= Kutipan Terpilih =
Baca Juga

spot_img

Sarana, Grup Eksperimental Samarinda yang Dianggap Sampah di Kota Sendiri

Jenis musik yang dimainkan 3 dara asal Kota Tepian ini memang tak umum.

AKSELERASI.ID – Choki dan Sabrina fokus melihat ke bawah. Tubuhnya sedikit menunduk. Tangan mereka sibuk mengutak-atik pelbagai alat; synthesizer, mikrofon, delay effect, bell, halilintar, volca fm, volca sample, drone, dan efek pedal. Mereka memainkan musik noise, musik unik yang menciptakan gabungan suara yang sering didengar sehari-hari namun disusun dengan ciamik hingga menghasilkan sonik bermakna.

Mereka adalah musisi eksperimental asal Samarinda –Kalimantan Timur– yang semua anggotanya adalah perempuan bernama Sarana. Sarana adalah gabungan nama dari tiga personel itu yakni Annisa Maharani, Istanara Julia, dan Sabrina.

Ketiga perempuan ini berhasil mengangkat nama Samarinda di tingkat nasional hingga internasional. Prestasi dan perjuangan mereka dalam kancah musik noise yang inspiratif ini menjadi kebanggaan dan motivasi untuk turut berkarya di Bumi Etam.

“Awal mulanya Sarana itu enggak sengaja terbentuk. Jadi, yang duluan main noise itu Sabrina. Cuma, waktu itu ada Gigs 2015, Sabrina ngajak saya dan Istanara buat main bareng. Terus, cari namanya juga yang dari akronim nama kita bertiga saja,” jelas Annisa, dara yang akrab disapa Choki ini.

= Baris Tersimpan =
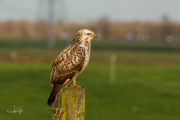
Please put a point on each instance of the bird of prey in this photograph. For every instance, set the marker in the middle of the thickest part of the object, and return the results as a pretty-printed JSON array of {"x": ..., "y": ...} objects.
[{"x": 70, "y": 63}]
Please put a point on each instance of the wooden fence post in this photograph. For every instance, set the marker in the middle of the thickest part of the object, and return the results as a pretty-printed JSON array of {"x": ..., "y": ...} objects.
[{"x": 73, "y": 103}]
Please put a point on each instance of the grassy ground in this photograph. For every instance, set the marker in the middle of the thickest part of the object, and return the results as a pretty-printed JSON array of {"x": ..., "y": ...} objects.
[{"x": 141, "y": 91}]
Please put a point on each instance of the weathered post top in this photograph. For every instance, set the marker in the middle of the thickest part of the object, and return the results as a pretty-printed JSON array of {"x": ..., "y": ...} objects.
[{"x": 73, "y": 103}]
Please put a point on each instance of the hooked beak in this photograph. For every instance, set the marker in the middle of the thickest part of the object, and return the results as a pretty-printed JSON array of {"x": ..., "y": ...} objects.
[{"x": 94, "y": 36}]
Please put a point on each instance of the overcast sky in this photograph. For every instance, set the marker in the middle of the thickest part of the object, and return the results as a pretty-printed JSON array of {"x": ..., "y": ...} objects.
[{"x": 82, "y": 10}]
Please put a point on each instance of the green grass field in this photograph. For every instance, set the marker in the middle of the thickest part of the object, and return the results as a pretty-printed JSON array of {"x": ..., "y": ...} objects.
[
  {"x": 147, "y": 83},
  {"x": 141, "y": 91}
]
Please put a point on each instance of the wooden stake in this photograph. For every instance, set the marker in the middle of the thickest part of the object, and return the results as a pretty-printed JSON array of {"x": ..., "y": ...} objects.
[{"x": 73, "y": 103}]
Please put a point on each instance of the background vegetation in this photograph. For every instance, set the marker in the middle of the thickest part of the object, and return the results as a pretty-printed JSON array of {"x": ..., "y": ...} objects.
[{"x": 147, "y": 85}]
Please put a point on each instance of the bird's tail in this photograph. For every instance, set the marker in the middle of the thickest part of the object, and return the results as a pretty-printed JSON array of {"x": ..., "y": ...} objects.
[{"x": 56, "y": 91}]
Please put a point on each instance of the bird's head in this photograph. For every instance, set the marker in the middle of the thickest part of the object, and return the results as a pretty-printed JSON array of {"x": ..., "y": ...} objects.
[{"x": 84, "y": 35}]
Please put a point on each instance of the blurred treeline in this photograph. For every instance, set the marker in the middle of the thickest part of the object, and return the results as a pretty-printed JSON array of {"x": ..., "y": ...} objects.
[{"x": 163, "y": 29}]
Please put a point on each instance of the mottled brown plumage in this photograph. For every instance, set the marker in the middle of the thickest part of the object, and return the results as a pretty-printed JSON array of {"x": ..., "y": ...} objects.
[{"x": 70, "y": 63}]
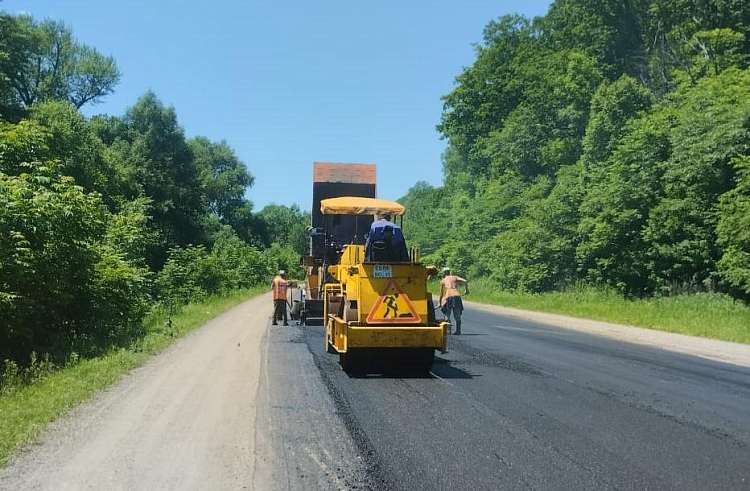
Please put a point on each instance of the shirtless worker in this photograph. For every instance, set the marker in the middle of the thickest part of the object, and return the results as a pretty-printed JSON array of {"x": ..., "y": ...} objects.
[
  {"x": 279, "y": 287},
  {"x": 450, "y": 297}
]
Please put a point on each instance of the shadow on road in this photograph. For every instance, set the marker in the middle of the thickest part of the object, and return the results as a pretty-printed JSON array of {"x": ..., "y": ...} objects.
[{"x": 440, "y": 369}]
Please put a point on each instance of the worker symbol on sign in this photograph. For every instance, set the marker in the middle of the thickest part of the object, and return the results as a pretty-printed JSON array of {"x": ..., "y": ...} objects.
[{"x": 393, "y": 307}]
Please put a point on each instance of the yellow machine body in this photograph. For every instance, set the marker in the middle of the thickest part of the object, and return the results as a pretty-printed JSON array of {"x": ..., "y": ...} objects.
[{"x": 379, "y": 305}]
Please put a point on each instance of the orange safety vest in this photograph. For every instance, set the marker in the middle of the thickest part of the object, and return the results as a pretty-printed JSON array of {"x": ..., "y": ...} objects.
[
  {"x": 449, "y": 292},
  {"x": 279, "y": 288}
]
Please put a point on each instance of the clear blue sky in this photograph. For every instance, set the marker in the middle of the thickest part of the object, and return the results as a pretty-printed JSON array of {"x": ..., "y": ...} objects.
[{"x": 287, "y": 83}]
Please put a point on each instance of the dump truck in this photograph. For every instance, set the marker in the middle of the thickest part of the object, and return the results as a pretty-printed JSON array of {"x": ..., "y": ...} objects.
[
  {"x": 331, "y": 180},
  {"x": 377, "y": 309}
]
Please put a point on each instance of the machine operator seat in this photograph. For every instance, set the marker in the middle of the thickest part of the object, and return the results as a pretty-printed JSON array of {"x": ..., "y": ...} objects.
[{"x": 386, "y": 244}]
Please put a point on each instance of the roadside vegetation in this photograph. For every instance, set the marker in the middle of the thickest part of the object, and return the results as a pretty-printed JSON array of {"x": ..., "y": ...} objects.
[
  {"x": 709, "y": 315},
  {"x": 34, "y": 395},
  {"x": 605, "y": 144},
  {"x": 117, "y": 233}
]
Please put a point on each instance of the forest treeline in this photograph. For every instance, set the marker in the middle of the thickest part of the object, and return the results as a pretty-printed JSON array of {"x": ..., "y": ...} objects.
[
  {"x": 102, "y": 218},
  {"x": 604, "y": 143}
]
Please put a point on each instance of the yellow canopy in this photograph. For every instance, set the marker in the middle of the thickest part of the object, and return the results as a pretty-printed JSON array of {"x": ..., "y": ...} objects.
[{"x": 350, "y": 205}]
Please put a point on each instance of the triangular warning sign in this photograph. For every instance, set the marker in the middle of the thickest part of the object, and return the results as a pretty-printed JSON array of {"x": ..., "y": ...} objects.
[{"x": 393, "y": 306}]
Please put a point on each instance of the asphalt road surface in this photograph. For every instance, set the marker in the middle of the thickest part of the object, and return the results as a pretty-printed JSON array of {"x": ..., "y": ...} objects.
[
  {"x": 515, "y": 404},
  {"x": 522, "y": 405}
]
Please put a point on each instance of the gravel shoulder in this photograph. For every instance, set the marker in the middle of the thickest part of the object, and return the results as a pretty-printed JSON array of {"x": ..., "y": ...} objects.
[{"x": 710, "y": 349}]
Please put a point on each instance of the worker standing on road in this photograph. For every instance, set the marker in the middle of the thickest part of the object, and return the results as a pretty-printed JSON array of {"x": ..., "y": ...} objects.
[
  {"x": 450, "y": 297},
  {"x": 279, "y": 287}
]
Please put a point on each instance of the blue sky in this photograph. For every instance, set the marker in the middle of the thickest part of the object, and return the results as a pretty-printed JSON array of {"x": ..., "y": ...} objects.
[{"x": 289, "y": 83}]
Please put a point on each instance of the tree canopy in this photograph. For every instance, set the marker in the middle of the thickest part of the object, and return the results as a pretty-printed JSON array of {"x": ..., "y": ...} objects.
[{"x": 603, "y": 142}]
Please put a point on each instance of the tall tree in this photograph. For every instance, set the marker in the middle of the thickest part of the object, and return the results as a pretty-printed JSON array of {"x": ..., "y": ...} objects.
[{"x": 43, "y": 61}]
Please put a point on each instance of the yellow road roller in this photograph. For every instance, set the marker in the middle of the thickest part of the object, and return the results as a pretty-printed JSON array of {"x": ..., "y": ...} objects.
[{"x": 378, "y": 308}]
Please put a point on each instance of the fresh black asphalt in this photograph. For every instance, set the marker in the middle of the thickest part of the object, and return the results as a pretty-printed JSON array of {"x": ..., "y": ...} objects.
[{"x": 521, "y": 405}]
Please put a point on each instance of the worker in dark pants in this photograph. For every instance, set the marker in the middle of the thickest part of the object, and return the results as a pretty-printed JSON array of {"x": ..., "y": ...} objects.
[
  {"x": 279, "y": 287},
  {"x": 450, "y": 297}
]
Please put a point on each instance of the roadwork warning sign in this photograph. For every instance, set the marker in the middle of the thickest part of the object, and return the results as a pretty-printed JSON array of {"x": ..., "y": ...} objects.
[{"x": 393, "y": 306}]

==

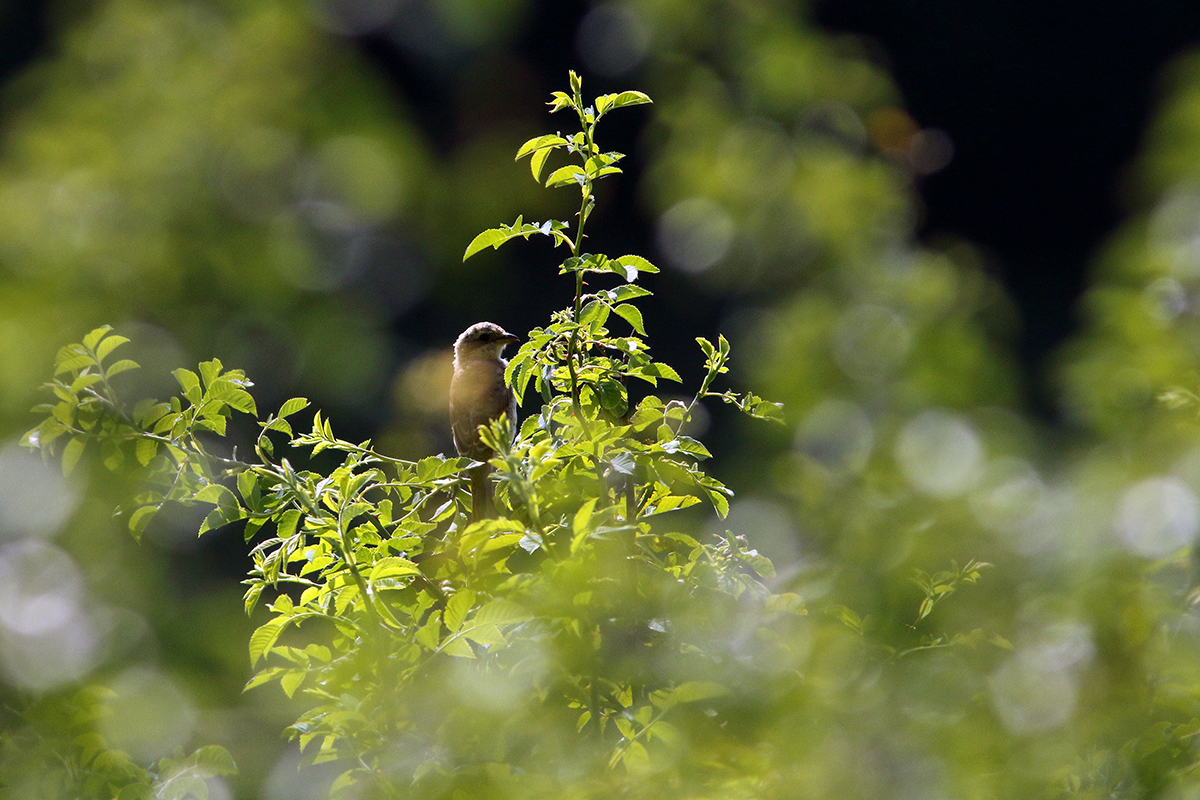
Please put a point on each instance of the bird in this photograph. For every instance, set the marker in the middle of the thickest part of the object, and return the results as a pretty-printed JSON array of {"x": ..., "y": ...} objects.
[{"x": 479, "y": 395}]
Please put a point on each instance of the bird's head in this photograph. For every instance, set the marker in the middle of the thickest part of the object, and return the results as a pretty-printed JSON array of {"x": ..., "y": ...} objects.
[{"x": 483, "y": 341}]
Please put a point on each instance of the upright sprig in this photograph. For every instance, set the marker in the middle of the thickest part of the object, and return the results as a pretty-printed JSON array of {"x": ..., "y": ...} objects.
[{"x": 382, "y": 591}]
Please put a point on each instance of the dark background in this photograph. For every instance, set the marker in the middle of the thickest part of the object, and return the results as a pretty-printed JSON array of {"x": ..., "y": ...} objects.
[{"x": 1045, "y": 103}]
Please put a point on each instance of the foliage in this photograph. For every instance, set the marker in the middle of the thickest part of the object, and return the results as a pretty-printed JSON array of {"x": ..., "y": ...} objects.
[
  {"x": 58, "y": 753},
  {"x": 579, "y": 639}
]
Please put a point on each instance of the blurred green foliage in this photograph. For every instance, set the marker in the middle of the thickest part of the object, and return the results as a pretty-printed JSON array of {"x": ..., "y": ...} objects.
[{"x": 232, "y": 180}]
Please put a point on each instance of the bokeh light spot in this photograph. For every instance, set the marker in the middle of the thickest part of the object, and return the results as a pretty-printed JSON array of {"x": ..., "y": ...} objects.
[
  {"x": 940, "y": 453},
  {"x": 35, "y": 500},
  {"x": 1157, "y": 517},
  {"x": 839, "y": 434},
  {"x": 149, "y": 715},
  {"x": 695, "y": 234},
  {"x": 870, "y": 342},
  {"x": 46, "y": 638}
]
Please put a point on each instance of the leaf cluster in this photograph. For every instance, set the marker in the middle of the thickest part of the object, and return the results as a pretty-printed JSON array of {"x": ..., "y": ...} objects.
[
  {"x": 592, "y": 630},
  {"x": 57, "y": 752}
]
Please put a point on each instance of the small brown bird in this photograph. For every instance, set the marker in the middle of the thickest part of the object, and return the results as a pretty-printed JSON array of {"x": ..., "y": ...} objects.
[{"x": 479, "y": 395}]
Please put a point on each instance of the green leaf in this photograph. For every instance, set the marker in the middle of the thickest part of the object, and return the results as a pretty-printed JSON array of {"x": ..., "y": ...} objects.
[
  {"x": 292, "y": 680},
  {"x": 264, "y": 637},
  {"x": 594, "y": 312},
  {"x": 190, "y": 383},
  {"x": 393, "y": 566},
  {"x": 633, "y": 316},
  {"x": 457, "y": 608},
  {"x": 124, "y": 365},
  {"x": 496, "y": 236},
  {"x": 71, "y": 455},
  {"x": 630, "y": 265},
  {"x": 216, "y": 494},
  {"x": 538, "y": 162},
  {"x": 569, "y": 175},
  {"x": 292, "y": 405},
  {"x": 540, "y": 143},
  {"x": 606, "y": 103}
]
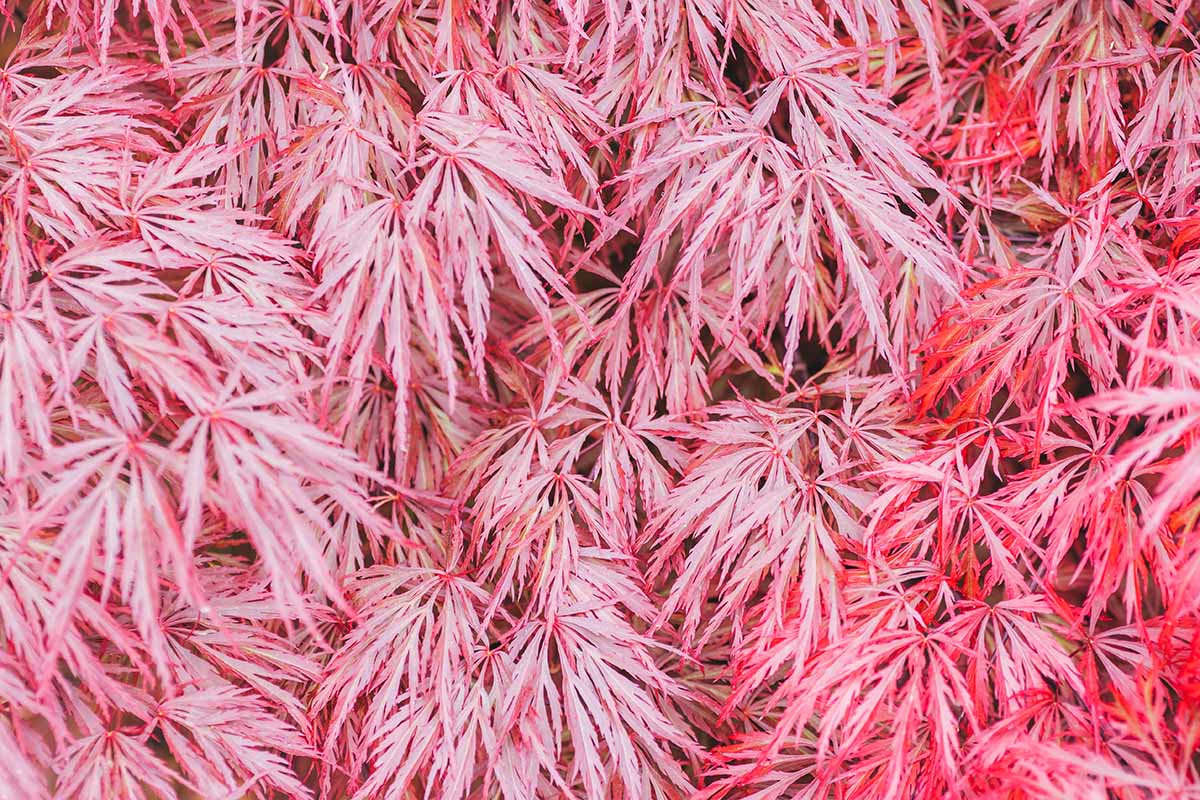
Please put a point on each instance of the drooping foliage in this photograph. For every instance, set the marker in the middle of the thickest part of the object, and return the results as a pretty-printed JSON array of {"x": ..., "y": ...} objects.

= Petunjuk Tugas =
Tuliskan ulang bagian artikel tentang grup Sarana di atas, mulai dari "Jenis musik yang" sampai "Julia, dan Sabrina.", tanpa mengubah satu kata pun.

= Hasil Latihan =
Jenis musik yang dimainkan 3 dara asal Kota Tepian ini memang tak umum.

AKSELERASI.ID – Choki dan Sabrina fokus melihat ke bawah. Tubuhnya sedikit menunduk. Tangan mereka sibuk mengutak-atik pelbagai alat; synthesizer, mikrofon, delay effect, bell, halilintar, volca fm, volca sample, drone, dan efek pedal. Mereka memainkan musik noise, musik unik yang menciptakan gabungan suara yang sering didengar sehari-hari namun disusun dengan ciamik hingga menghasilkan sonik bermakna.

Mereka adalah musisi eksperimental asal Samarinda –Kalimantan Timur– yang semua anggotanya adalah perempuan bernama Sarana. Sarana adalah gabungan nama dari tiga personel itu yakni Annisa Maharani, Istanara Julia, dan Sabrina.